**Exercise description**
Return the material from its first line through the line containing "M 343 273 L" as a JSON list of strings, one string per line, with blank lines omitted.

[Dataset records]
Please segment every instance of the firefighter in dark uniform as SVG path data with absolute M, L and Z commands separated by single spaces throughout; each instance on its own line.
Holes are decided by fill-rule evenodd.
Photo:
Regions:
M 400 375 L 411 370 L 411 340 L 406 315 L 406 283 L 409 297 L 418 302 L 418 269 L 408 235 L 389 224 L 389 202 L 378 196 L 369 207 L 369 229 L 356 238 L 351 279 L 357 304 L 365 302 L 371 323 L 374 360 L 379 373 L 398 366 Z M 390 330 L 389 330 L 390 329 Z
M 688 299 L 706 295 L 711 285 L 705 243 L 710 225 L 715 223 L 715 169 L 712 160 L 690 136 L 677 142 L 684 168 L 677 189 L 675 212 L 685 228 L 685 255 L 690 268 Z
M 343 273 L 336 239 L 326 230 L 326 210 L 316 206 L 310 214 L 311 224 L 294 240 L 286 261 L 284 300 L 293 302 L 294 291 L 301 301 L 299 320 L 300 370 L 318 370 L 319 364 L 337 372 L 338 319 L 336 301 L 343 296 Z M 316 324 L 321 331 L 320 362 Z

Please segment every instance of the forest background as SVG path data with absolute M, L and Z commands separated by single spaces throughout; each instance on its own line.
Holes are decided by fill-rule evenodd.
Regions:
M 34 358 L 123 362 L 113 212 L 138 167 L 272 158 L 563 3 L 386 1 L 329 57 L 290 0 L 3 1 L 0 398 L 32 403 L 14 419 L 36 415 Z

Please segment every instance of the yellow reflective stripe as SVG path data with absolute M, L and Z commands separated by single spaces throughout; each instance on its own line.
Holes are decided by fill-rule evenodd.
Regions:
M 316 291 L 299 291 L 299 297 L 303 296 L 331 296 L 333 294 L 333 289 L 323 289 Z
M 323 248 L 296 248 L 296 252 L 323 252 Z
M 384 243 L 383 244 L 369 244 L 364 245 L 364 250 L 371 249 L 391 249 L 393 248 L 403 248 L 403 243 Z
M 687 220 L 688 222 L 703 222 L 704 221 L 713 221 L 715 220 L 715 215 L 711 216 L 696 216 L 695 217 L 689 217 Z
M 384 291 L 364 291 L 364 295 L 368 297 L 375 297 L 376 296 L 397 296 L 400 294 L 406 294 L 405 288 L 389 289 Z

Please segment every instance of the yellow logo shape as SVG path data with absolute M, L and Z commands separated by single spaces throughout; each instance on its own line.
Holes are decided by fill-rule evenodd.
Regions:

**Task answer**
[
  "Please segment every instance of the firefighter in dark uniform as SVG path data with absolute M, L and Z commands separated by single spaces throughout; each instance on its own line.",
  "Holes are decided by fill-rule evenodd.",
  "Photo:",
  "Regions:",
  "M 400 375 L 411 370 L 411 340 L 406 315 L 406 283 L 409 297 L 418 302 L 418 269 L 408 235 L 389 224 L 389 202 L 378 196 L 369 207 L 369 229 L 356 238 L 351 279 L 357 304 L 365 302 L 371 323 L 374 360 L 379 373 L 398 366 Z M 390 330 L 389 330 L 390 329 Z",
  "M 688 299 L 706 295 L 711 285 L 705 243 L 710 225 L 715 223 L 715 169 L 712 160 L 690 136 L 677 142 L 684 168 L 677 189 L 675 212 L 685 228 L 685 255 L 690 268 Z",
  "M 343 273 L 336 239 L 326 230 L 326 210 L 316 206 L 310 214 L 311 224 L 294 240 L 286 261 L 284 300 L 293 302 L 294 291 L 301 301 L 299 320 L 300 370 L 318 370 L 319 364 L 337 372 L 338 319 L 336 301 L 343 296 Z M 316 324 L 321 331 L 320 362 Z"
]